● **Consegna 1**: Moltiplica per 2,5 le coordinate dei vertici dei poligoni nelle risposte e arrotondale all'intero, con le metà per eccesso. Riscrivi poi le righe di segmentazione, richieste comprese, dall'inizio fino alla riga che contiene "399), (279, 398)]", entrambe incluse, senza toccare i numeri delle richieste né quelli degli esempi di formato.

═════ Brano di lettura

Cosenza, glorificazione di un invasore: Alarico – I puntata –

GLORIFICAZIONE DI UN INVASORE: ALARICO. 1ª PUNTATA

dal profilo Facebook di Battista Sangineto

Si inizia con un mio articolo scritto nel 2009, quando era sindaco Salvatore Perugini (a dimostrazione che ho sempre avuto questa posizione).

“Un fantasma s’aggira per le tristi contrade della Calabria e di Cosenza: il fantasma di Alarico. La ragione principale della persistenza della memoria di questo re barbaro si fonda sul tesoro che sarebbe stato seppellito con lui. La poesia dalla quale origina una parte consistente della fortuna della leggenda di Alarico, “Das Grab im Busento”, è opera del poeta romantico tedesco August von Platen-Hallermünde e divenne famosa, in Italia, grazie alla traduzione che ne fece Giosuè Carducci.

Riguardo alla vicenda della morte e del seppellimento di Alarico l’unica fonte letteraria diretta della quale disponiamo, la stessa cui probabilmente attinge von Platen, è il “De origine actibusque Getarum” scritto, intorno al 550 d.C., da Iordanes, storico ed apologeta dei Goti. Iordanes, a proposito della morte di Alarico, scrive :“… E mentre Alarico, respinto da questa avversità, meditava sul da farsi, colto da morte immatura subitanea si allontanò dalle cose umane. I goti, piangendo per il grande affetto nei suoi confronti, deviano dal suo corso il fiume Busento presso la città di Cosenza. Un fiume che scorre con acqua pura scendendo dai piedi del monte fino alla città. Raccolta, pertanto, una schiera di prigionieri in catene, scavano in mezzo all’alveo il luogo della sepoltura, tumulano Alarico nel centro della fossa con molte ricchezze, riportano il fiume nel suo alveo e, affinché il luogo non fosse riconosciuto da alcuno, uccidono tutti gli scavatori …”.

══════════
═════ Contenuto del dataset

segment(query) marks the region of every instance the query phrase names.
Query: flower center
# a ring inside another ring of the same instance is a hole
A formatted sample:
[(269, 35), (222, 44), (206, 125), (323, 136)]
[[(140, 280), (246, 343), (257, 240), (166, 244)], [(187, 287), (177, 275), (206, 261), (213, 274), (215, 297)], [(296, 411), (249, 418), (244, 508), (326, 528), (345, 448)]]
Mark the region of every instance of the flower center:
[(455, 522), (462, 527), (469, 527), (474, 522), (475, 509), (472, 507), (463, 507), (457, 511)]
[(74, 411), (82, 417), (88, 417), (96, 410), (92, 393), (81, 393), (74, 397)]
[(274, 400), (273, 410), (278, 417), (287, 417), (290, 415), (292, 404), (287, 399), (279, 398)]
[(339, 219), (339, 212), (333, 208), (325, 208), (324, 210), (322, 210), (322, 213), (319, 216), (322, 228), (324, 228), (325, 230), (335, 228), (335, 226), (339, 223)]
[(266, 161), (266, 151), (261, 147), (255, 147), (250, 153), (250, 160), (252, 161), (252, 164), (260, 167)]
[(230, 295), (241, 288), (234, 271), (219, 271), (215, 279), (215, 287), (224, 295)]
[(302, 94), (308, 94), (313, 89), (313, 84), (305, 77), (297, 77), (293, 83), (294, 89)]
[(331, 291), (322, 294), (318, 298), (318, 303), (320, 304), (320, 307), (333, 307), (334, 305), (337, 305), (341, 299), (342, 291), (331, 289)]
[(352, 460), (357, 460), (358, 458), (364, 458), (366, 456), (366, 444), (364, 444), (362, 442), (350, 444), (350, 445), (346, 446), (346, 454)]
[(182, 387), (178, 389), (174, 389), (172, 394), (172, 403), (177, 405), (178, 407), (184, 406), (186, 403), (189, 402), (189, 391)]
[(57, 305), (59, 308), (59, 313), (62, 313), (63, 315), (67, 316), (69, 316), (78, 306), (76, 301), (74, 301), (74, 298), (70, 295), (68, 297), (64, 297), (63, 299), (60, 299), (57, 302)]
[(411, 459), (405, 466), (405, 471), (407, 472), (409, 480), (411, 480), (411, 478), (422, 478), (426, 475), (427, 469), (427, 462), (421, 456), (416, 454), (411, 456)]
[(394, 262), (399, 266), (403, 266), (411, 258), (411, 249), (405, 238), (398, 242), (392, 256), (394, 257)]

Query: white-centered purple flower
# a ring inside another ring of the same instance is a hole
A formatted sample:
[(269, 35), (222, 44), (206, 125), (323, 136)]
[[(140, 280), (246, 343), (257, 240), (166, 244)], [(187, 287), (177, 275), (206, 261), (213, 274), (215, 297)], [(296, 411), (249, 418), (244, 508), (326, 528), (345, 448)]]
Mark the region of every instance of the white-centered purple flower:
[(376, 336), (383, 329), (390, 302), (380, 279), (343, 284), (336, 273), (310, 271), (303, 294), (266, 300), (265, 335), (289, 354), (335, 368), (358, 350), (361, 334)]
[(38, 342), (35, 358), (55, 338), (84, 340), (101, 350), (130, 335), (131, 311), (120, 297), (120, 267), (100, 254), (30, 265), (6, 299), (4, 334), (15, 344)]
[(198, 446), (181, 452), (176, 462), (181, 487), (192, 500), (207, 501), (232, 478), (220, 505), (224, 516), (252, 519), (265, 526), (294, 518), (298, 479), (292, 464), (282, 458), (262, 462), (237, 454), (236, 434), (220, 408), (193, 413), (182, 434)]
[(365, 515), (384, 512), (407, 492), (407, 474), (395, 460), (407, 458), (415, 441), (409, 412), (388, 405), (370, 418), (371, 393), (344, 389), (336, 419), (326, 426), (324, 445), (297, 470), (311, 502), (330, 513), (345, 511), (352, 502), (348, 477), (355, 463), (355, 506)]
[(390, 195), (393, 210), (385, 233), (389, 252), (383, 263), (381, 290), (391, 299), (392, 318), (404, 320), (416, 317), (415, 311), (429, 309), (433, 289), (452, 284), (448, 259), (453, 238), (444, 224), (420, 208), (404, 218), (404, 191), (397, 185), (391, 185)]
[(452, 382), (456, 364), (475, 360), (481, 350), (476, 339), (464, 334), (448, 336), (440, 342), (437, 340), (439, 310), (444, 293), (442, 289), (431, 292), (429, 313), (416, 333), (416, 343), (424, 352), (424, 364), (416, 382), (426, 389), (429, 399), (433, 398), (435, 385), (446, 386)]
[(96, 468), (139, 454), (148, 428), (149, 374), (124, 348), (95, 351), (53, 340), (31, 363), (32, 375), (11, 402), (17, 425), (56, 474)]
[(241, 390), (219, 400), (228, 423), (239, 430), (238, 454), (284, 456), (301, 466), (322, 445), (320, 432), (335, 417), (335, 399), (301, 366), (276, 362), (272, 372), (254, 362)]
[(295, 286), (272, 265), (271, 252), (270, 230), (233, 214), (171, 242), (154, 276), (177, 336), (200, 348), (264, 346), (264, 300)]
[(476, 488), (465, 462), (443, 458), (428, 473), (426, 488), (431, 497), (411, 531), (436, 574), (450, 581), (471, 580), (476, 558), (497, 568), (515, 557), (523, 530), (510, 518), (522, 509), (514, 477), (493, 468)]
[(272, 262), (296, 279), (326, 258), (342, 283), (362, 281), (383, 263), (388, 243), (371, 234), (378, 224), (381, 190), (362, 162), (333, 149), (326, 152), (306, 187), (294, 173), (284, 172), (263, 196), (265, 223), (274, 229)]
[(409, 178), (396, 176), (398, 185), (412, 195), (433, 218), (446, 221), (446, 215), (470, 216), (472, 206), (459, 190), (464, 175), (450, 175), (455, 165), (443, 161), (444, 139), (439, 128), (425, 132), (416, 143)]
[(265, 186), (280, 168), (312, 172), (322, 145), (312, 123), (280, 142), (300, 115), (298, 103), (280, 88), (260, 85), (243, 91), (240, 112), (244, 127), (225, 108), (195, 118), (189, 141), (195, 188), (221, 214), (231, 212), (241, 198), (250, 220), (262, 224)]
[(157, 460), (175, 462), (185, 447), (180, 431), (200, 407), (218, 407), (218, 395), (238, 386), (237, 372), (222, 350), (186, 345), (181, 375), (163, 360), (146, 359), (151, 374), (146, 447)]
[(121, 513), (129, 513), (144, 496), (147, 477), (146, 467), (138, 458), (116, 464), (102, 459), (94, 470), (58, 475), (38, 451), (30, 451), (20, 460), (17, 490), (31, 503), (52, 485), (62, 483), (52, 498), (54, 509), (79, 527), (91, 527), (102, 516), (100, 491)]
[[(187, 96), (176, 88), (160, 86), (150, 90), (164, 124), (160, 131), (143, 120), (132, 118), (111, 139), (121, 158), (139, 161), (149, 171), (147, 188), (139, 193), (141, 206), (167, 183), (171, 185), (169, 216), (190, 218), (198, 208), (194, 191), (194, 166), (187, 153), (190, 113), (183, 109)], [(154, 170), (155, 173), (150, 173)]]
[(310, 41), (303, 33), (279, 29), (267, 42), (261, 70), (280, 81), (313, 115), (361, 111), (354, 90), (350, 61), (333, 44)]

══════════

● **Consegna 2**: Continua il brano sulla sepoltura di Alarico, partendo dopo la sua ultima frase.

● **Risultato 1**:
segment(query) marks the region of every instance the query phrase names.
Query: flower center
# a ring inside another ring of the same instance is a hole
A formatted sample:
[(269, 35), (222, 44), (206, 125), (323, 136)]
[[(140, 280), (246, 343), (257, 240), (166, 244)], [(187, 287), (177, 275), (206, 261), (213, 274), (215, 297)], [(296, 411), (249, 418), (244, 508), (326, 528), (345, 448)]]
Mark the region of every instance of the flower center:
[(1138, 1305), (1155, 1318), (1173, 1318), (1185, 1305), (1188, 1273), (1180, 1268), (1158, 1268), (1143, 1278)]
[(185, 1028), (205, 1043), (220, 1043), (240, 1025), (230, 983), (203, 983), (185, 993)]
[(685, 1000), (683, 1025), (695, 1043), (718, 1043), (725, 1038), (730, 1010), (718, 998), (698, 995)]

● **Risultato 2**:
Vorrei ricordare, insieme ad Alarico, anche altri due, meno celebri pur se conosciuti, invasori: Dragut e Uccialì vissuti, entrambi, nel XVI secolo. Il primo, Dragut, fu un comandante navale ottomano che, nel corso delle sue incursioni predatorie, il primo di luglio del 1555 assedia, conquista ed incendia San Lucido dopo averne trucidato gli abitanti compresi vecchi, donne e bambini.

Pochi anni dopo gli succedette Uccialì -nato a Isola Capo Rizzuto con il nome di Giovanni Dionigi Galeni- che divenne comandante della flotta musulmana dopo aver abiurato la fede cristiana. Uccialì riuscì a farsi fare generalissimo del Pasciacalato turco d’Algeria, governatore di Tripoli e Tunisi e, dopo numerose scorrerie sulle coste di tutto il Mediterraneo comprese quelle calabresi, prese parte anche alla storica battaglia di Lepanto.
Questi due personaggi parrebbero non avere alcuna relazione con Alarico se a Dragut non avessero intitolato un ristorante a San Lucido, il paese da lui devastato, e se ad Uccialì non avessero eretto una statua nella piazza principale, a lui intitolata, di Isola Capo Rizzuto.

Perché Alarico e gli altri invasori hanno avuto tanta fortuna presso i discendenti di coloro che, da essi, sono stati invasi, tratti in catene, violentati, saccheggiati, derubati, orribilmente torturati, trucidati? Cosa spinge una collettività a gloriarsi di un re barbaro come Alarico che, dopo aver saccheggiato Roma e tutta la penisola nel 410 d.C., muore, per caso, nei pressi di Cosenza e viene seppellito con il frutto delle razzie compiute nelle nostre terre? Cosa spinge a voler celebrare il re di quei goti che “raccolta una schiera di prigionieri in catene” poi li “uccidono tutti”?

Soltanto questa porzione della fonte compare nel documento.